### PAGE
-- -- --

= National Cadet Special Activities =

Programs run by the Civil Air Patrol

National Cadet Special Activities (NCSA) are Cadet Programs conducted by the Civil Air Patrol. NCSAs are designed to give cadets direct hands on experience with various aspects of the Civil Air Patrol program and provide meaningful insight into several aviation-related careers. There are 46 different special activities that a cadet may attend as of 2021. Each activity is approximately a week long, and all but two are offered during the Summer.

The variety of NCSAs offered by CAP gives cadets a diverse experience. Activities focus on career exploration, leadership development, search and rescue skills, aeronautical training, Air Force familiarization, government, and a variety of other topics.

-- -- --

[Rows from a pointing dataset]
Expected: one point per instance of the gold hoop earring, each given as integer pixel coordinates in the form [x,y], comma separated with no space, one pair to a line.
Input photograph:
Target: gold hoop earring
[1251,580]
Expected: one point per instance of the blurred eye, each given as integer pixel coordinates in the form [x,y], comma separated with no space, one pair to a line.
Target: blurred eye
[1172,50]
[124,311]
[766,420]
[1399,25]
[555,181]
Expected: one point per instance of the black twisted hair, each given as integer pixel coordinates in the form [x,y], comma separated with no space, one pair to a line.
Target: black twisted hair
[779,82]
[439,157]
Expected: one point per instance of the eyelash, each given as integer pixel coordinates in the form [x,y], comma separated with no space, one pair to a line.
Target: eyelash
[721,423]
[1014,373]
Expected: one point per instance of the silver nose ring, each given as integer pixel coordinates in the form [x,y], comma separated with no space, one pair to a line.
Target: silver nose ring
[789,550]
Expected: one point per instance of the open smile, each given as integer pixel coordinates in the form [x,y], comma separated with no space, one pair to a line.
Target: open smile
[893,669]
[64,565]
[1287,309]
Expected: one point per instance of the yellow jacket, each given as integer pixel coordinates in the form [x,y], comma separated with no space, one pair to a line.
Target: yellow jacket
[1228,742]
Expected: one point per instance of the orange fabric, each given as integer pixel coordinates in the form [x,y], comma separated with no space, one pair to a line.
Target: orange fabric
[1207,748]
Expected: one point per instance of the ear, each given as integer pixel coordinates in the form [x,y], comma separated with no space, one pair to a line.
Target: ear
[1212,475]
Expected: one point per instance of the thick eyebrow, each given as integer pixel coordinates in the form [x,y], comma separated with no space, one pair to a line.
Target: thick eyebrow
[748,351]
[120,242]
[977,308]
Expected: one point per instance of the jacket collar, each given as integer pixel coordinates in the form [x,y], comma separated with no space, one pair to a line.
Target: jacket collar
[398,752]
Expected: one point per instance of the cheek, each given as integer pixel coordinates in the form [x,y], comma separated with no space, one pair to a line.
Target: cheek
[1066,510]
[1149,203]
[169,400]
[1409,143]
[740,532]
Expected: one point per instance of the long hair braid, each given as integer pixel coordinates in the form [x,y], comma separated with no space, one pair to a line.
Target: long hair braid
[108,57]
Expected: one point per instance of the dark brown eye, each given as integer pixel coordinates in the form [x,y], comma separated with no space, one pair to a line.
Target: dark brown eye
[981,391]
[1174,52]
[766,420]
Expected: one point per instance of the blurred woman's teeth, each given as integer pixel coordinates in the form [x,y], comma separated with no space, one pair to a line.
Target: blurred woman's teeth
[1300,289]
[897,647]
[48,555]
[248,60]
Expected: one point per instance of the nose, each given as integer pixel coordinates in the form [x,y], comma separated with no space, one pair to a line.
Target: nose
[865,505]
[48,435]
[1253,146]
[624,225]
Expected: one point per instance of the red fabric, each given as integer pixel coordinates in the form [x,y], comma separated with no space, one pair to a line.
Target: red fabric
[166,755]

-- -- --

### GIVEN TASK A
List the topics that the page on National Cadet Special Activities names as the focus of the activities.
### GIVEN TASK B
Write the next portion of the page on National Cadet Special Activities, picking up after its final sentence.

### EXPECTED OUTPUT A
- Career exploration
- Leadership development
- Search and rescue skills
- Aeronautical training
- Air Force familiarization
- Government

### EXPECTED OUTPUT B
==Cadet Special Activities Ribbon==

Cadet Special Activities ribbon

Awarded to cadets and officers who participate in National Cadet Special Activities. Participants must be identified by the Civil Air Patrol project officer and approved by the member's region commander. Each subsequent activity is represented by a bronze star affixed to the basic ribbon. Cadets earning this ribbon may continue to wear the ribbon as a Senior Member.

== Selection Process ==
Cadets are selected to attend NCSAs with a points-based scoring system. Before cadets will be scored, their Squadron Commander and Wing Commander must approve their applications to their chosen NCSAs. Some squadrons may implement interviews or have a conversation with cadets and their parents/guardians about that cadet's chosen NCSAs. After the list of NCSAs for the upcoming summer is published, interested cadets must file their application online at Civil Air Patrol's e-Services website. Cadets have until the 15th of January to file their applications. If a cadet wishes to attend more than one NCSA, the cadet should indicate each activity he or she wishes to attend, and rank them in order from highest to lowest. Cadets should indicate any activity in which they wish to participate, even if the dates overlap.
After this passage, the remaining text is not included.